> [PROBLEM STATEMENT]
Could you transcribe the passage of the cannabis hyperemesis article that begins at the words "Over the past" and stops after the words "while they vomit."?

> [DOCUMENT EXCERPT]

——————————

Doctors across the country are raising urgent concerns after a startling cannabis-related condition has begun sending users to emergency rooms in record numbers — a violent cycle of symptoms so overwhelming that medical staff have nicknamed it “scromiting.”
It sounds unbelievable until you hear what patients are actually experiencing.
Over the past decade, hospitals have reported a dramatic increase in people arriving with crippling nausea, nonstop vomiting, and stomach pain so intense that many double over on the floor. Some return to the ER multiple times a year, unable to understand why their symptoms keep coming back.
The cause is Cannabis Hyperemesis Syndrome, or CHS.

Dr. Beatriz Carlini, a research associate professor at the University of Washington School of Medicine, notes just how difficult this condition can be to diagnose:
“A person often will have multiple emergency department visits until it is correctly recognized, costing thousands of dollars each time.”
The attacks are brutal — and loud. CHS episodes typically show up within 24 hours of cannabis use and can last days. Medical staff coined the term “scromiting” because many patients scream from the pain while they vomit.
Dr. Chris Buresh, an emergency medicine specialist, says treating CHS is uniquely challenging:
“There are currently no therapies approved by the Food and Drug Administration, and standard anti-nausea medications often don’t work.”
In the absence of reliable treatments, doctors often rely on unconventional approaches. Hot showers, capsaicin cream rubbed onto the abdomen, and even Haldol — a medication usually reserved for psychotic episodes — are sometimes used to manage symptoms.
Buresh says one detail can give away the diagnosis immediately:
“That’s something that can clinch the diagnosis for me, when someone says they’re better with a hot shower. Patients describe going through all the hot water in their house.”
Even after symptoms fade, CHS almost always returns if cannabis use continues. The only true cure is to stop using cannabis entirely, though the addictive component can make that extremely difficult. As Carlini warns,
“Because the syndrome strikes intermittently, some cannabis users assume a recent episode was unrelated and continue using — only to become severely ill again.”
What remains unclear is why some people develop CHS while others never do. One leading theory suggests that heavy or prolonged cannabis use overstimulates the body’s endocannabinoid system, disrupting its ability to regulate nausea and vomiting. According to Buresh,

“It seems like there’s a threshold when people can become vulnerable to this condition, and that threshold is different for everyone. Even using in small amounts can make these people start throwing up.”

——————————

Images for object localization
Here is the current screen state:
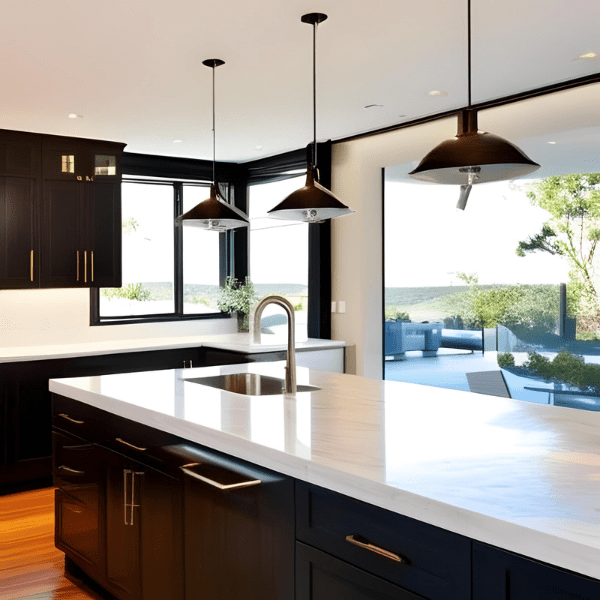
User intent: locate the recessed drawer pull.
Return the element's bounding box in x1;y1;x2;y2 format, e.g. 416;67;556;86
58;413;84;425
115;438;148;452
179;463;262;490
58;465;85;475
346;535;408;563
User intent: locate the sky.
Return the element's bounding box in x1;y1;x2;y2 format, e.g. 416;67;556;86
385;180;569;287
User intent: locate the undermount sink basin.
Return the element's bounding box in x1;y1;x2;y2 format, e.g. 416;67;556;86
184;373;321;396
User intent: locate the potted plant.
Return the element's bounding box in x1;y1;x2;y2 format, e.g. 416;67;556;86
217;276;258;331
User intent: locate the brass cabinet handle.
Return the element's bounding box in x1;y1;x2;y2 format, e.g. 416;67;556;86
58;413;84;425
123;469;144;525
58;465;85;475
115;438;148;452
179;463;262;490
346;534;408;563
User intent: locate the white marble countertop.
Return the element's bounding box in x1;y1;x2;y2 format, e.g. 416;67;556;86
50;362;600;579
0;333;347;363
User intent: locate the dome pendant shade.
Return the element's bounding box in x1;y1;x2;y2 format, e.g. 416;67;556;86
409;109;540;185
267;165;354;223
175;183;249;231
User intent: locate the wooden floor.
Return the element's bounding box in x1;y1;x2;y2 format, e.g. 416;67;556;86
0;488;99;600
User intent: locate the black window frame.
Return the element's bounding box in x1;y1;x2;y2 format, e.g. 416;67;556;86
90;140;331;339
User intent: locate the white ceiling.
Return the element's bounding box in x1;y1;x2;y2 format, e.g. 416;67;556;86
0;0;600;162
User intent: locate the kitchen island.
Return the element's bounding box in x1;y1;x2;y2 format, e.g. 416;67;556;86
50;363;600;598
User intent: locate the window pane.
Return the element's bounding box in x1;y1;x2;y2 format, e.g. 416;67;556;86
100;182;175;317
182;185;220;314
249;175;308;340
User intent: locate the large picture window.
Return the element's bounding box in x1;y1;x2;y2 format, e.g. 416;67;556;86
97;180;226;323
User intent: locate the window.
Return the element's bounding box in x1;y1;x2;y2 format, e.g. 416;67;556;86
249;175;308;340
96;180;226;323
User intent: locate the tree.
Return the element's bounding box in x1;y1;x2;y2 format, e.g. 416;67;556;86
516;173;600;306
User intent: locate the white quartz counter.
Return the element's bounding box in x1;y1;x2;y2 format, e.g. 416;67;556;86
50;362;600;579
0;333;346;363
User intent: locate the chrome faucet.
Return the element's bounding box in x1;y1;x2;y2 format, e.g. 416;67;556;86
250;295;296;394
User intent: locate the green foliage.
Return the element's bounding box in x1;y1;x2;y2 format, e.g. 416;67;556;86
121;217;139;233
385;306;410;321
516;173;600;305
102;283;151;302
445;273;559;331
217;276;258;314
523;350;600;394
498;352;515;368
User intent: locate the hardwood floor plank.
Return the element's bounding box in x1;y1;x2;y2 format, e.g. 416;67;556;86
0;488;99;600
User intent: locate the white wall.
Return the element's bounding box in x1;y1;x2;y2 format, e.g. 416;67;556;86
332;85;600;379
0;289;237;347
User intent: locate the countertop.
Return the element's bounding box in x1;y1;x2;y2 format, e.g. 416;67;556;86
50;362;600;579
0;333;347;363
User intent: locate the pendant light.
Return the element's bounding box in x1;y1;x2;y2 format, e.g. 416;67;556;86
175;58;249;231
267;13;354;223
409;0;540;210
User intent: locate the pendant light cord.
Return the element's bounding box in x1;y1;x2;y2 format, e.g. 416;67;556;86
467;0;471;108
313;21;318;168
213;64;217;186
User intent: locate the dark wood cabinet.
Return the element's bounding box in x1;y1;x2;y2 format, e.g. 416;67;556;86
0;130;41;289
473;542;600;600
0;130;125;289
177;445;295;600
296;542;423;600
40;136;124;288
105;451;182;600
0;348;203;494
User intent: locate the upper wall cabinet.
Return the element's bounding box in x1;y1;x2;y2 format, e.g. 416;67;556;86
0;131;42;289
0;130;125;288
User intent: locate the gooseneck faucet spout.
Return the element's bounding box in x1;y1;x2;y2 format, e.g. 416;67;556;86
250;295;296;394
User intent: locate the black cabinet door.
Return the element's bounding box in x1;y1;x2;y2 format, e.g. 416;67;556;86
473;542;600;600
84;177;122;287
184;450;294;600
53;432;104;576
0;176;40;289
106;451;183;600
40;179;87;288
296;542;424;600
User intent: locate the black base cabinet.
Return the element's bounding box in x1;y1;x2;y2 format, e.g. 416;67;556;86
53;395;600;600
473;542;600;600
0;348;204;494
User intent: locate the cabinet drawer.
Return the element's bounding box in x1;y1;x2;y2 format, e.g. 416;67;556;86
52;431;99;496
296;481;471;600
296;542;424;600
473;542;600;600
52;394;112;443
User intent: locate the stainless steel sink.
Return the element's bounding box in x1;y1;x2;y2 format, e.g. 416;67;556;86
184;373;321;396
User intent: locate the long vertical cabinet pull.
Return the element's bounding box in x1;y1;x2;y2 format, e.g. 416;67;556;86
123;469;144;525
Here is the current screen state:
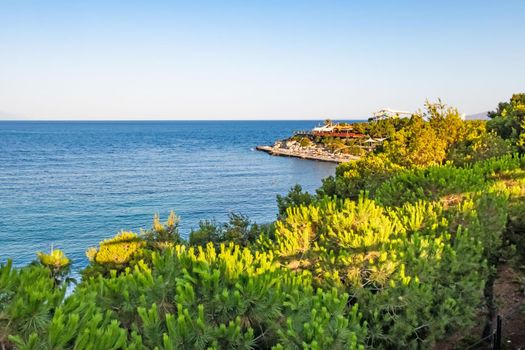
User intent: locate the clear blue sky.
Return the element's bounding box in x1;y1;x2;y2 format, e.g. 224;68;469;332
0;0;525;119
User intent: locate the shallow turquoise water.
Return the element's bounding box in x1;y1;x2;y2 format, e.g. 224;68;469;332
0;121;335;269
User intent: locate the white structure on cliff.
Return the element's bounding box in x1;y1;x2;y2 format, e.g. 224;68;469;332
369;108;412;122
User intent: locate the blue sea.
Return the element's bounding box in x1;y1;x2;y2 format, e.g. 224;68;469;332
0;121;335;271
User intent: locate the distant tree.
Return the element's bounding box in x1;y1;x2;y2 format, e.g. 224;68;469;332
487;93;525;152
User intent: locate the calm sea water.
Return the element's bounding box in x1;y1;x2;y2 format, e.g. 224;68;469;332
0;121;335;269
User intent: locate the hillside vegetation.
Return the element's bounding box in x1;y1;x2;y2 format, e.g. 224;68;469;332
0;94;525;349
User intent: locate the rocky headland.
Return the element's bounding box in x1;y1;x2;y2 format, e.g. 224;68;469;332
256;139;359;163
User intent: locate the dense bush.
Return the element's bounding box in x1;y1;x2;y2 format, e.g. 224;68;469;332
0;97;525;350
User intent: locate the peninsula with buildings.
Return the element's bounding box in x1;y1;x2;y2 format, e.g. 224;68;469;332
256;108;412;163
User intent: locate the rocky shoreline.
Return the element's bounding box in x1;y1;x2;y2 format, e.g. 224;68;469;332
255;139;360;163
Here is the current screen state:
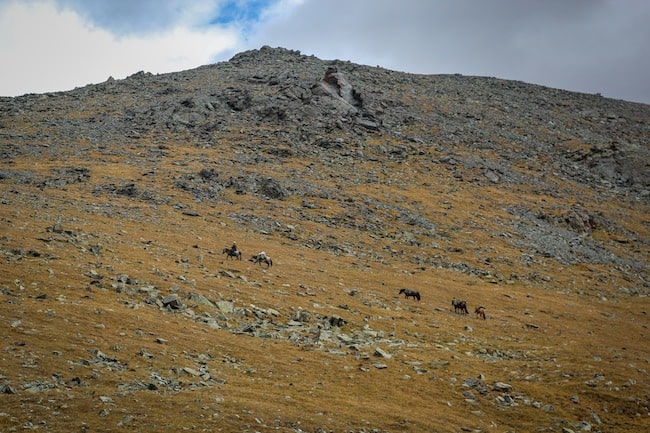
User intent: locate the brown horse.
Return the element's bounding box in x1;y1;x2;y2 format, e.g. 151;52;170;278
221;248;241;260
249;251;273;268
397;289;420;301
451;298;469;314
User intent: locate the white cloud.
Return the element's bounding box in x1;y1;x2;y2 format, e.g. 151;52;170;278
0;2;238;96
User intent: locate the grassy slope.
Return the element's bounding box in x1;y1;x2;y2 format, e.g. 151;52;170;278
0;68;650;432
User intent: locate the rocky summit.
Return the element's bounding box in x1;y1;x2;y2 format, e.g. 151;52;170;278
0;46;650;433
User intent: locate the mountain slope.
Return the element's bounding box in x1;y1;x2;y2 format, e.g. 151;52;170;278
0;47;650;432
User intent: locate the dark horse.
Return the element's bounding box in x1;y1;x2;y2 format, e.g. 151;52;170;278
249;251;273;268
397;289;420;301
221;248;241;260
451;298;469;314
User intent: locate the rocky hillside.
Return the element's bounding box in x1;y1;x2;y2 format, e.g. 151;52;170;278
0;47;650;432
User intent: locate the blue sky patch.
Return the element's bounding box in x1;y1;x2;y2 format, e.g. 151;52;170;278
210;0;275;25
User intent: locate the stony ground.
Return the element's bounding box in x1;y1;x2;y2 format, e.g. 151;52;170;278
0;47;650;432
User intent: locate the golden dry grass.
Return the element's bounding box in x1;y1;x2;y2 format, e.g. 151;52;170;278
0;78;650;433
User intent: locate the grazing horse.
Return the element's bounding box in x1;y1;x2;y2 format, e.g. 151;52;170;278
221;248;241;260
451;298;469;314
249;251;273;268
397;289;420;301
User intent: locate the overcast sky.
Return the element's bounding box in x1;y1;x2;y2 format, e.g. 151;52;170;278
0;0;650;104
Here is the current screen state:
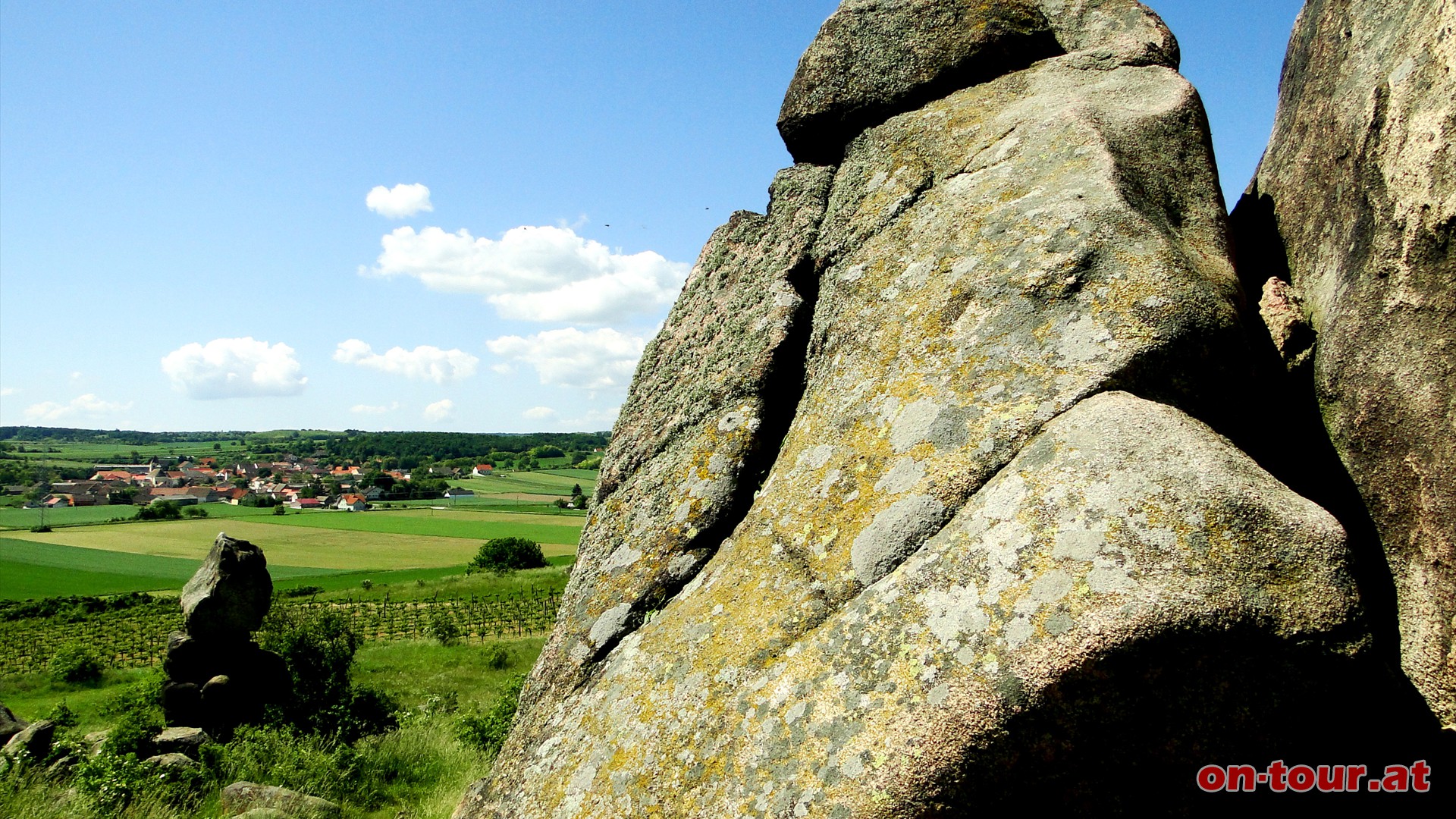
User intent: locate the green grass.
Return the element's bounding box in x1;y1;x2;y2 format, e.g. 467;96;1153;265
0;503;272;529
259;509;585;545
450;469;597;497
0;538;355;601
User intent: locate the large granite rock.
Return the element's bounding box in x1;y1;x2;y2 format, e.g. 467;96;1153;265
456;0;1450;819
1235;0;1456;723
182;532;272;640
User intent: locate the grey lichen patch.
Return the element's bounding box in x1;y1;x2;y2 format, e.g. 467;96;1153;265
587;604;632;647
849;495;946;586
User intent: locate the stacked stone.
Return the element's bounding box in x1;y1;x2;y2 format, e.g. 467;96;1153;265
162;533;291;736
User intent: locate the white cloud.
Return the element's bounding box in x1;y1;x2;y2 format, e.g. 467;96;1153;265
364;182;435;218
25;392;133;422
334;338;481;383
359;226;689;324
557;405;622;431
425;398;454;421
485;326;646;389
162;337;309;400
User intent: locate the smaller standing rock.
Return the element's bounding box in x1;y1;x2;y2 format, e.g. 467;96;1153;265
223;783;344;819
0;702;29;745
5;720;55;759
182;532;272;642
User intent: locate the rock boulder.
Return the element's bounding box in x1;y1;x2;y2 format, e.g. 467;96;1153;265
1233;0;1456;723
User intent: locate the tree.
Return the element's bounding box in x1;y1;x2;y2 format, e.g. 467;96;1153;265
470;538;546;574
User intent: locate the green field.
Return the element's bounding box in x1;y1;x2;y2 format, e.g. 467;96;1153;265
450;469;597;500
0;538;361;601
0;503;272;529
261;509;585;547
0;504;584;599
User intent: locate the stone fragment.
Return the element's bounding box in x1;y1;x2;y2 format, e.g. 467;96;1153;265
221;783;344;819
0;693;29;746
182;533;272;642
152;727;212;759
1233;0;1456;723
146;754;201;768
82;730;111;756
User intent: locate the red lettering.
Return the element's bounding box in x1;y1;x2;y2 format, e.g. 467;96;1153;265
1197;765;1228;792
1268;759;1288;792
1288;765;1315;792
1410;759;1431;792
1380;765;1410;792
1228;765;1260;791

——————————

> [RESULT FOR THIS EXERCISE]
Over the past decade, hospitals have reported a dramatic increase in people arriving with crippling nausea, nonstop vomiting, and stomach pain so intense that many double over on the floor. Some return to the ER multiple times a year, unable to understand why their symptoms keep coming back.
The cause is Cannabis Hyperemesis Syndrome, or CHS.

Dr. Beatriz Carlini, a research associate professor at the University of Washington School of Medicine, notes just how difficult this condition can be to diagnose:
“A person often will have multiple emergency department visits until it is correctly recognized, costing thousands of dollars each time.”
The attacks are brutal — and loud. CHS episodes typically show up within 24 hours of cannabis use and can last days. Medical staff coined the term “scromiting” because many patients scream from the pain while they vomit.